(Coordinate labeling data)
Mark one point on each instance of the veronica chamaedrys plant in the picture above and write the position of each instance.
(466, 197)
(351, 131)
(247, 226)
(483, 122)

- **THE REQUEST**:
Reproduce the entries above verbatim, line for line, including every coordinate pair.

- **ANSWER TO THIS EXERCISE**:
Mark one point on each instance of the veronica chamaedrys plant in the picture above and write the position of each instance.
(466, 197)
(351, 131)
(247, 226)
(483, 122)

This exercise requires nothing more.